** Start of Stored rows **
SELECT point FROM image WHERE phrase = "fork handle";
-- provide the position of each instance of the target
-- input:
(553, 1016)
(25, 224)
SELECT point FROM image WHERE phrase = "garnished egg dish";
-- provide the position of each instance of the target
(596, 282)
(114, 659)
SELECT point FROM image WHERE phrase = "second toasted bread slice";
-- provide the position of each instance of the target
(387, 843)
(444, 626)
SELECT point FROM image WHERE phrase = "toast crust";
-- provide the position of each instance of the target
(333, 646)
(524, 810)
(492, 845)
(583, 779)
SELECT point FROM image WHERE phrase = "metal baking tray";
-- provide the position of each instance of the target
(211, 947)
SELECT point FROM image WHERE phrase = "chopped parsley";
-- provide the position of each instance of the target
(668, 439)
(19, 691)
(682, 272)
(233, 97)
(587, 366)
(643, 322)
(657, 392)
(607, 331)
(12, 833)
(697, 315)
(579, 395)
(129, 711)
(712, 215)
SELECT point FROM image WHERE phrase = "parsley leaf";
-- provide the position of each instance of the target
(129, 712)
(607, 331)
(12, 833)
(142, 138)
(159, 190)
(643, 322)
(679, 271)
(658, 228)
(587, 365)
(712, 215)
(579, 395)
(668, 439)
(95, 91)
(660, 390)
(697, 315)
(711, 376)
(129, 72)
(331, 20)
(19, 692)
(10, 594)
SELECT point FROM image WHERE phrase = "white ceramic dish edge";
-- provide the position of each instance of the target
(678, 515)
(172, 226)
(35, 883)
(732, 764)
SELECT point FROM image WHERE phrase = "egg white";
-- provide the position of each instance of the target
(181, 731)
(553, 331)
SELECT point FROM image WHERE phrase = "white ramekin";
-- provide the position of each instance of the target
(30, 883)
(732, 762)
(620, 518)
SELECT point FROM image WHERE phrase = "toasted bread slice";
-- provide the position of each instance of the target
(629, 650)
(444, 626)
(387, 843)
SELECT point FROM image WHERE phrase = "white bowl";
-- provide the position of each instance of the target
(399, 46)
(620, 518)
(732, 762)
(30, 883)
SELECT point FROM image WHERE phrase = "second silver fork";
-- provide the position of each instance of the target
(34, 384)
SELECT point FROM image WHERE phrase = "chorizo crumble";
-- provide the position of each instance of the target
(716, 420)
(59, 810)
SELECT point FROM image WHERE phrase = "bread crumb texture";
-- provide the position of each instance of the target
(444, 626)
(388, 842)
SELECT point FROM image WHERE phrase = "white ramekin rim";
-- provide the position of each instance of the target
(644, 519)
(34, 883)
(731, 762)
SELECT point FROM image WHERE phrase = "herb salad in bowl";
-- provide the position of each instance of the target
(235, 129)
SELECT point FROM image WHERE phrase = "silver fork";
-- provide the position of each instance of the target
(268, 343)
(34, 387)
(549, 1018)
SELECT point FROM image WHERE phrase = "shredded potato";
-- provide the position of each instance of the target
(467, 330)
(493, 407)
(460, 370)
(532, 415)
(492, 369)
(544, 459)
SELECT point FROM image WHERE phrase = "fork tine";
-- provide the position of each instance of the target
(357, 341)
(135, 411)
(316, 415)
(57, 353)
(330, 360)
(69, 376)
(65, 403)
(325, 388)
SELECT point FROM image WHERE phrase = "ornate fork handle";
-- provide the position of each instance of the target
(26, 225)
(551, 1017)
** End of Stored rows **
Required work →
Restate the listing above word for word.

Solution for this task →
SELECT point FROM image WHERE phrase = "fork handle";
-- provide the position of each instance of the target
-- input:
(553, 1016)
(25, 224)
SELECT point FROM image WHERE phrase = "garnished egg dish";
-- provide the position of each instance of the target
(596, 282)
(114, 659)
SELECT point FROM image WHERE phrase = "second toasted bread slice";
-- provide the position of each instance of the target
(387, 843)
(444, 626)
SELECT point FROM image WHERE phrase = "toast crust";
-- provide the position of each instance of the target
(333, 646)
(524, 810)
(492, 845)
(583, 779)
SELECT point FROM image WHERE phrase = "metal baking tray";
-- provide the position of each instance of the target
(211, 947)
SELECT point FROM image WHERE phrase = "chopped parsley";
-- provide the position of each instance of the target
(668, 439)
(19, 691)
(682, 272)
(233, 97)
(587, 366)
(643, 322)
(657, 392)
(607, 331)
(12, 833)
(697, 315)
(579, 395)
(129, 711)
(712, 215)
SELECT point FROM image WHERE phrase = "parsley leaf";
-- provide the position of each instance of the target
(129, 712)
(607, 331)
(12, 833)
(142, 138)
(159, 190)
(643, 322)
(679, 271)
(658, 228)
(587, 365)
(712, 215)
(579, 395)
(668, 439)
(95, 91)
(660, 390)
(697, 315)
(711, 376)
(129, 72)
(331, 20)
(19, 692)
(10, 594)
SELECT point FROM image WHERE phrase = "white ceramic dish edge";
-- provide the position of each instance of the target
(678, 515)
(172, 226)
(35, 883)
(732, 764)
SELECT point FROM image WHERE phrase = "egg white";
-- provide the position of each instance of the target
(181, 731)
(553, 331)
SELECT point FROM image WHERE phrase = "white ramekin";
-- provide the position of each instance of the target
(30, 883)
(732, 762)
(620, 518)
SELECT point FROM image WHERE phrase = "toasted bread slice";
-- provide the position of each instance of the target
(629, 650)
(444, 626)
(387, 843)
SELECT point FROM image WHERE phrase = "white bowl";
-- provide the position of each instance of the target
(399, 46)
(620, 518)
(732, 762)
(30, 883)
SELECT point FROM image WHERE phrase = "second silver fork";
-- provide the position of each instance of the target
(34, 384)
SELECT point FROM image WHERE phrase = "chorizo crumble";
-- provide the position of each instance of the target
(716, 420)
(59, 810)
SELECT point FROM image WHERE phrase = "bread crumb texture";
-- provide the position of each instance of the target
(444, 626)
(388, 842)
SELECT point FROM image WHERE phrase = "white ramekin rim";
-- provide the position of each instance of the target
(644, 519)
(34, 883)
(731, 762)
SELECT point FROM image WHERE phrase = "herb salad in bowl";
-- provide the position of each instance of the target
(235, 129)
SELECT point FROM image WHERE phrase = "silver fork";
-- provide the position of each instance of the target
(268, 343)
(34, 387)
(549, 1018)
SELECT point FROM image WHERE phrase = "shredded potato";
-- provide the position of each instance of the target
(467, 330)
(493, 407)
(460, 370)
(532, 415)
(492, 369)
(544, 459)
SELECT point FROM image WHERE phrase = "fork tine";
-- provide the position of each instance of the target
(357, 341)
(135, 411)
(316, 415)
(57, 353)
(330, 360)
(69, 376)
(65, 403)
(325, 388)
SELECT point FROM image WHERE phrase = "ornate fork handle";
-- provide the position of each instance of the target
(26, 225)
(551, 1017)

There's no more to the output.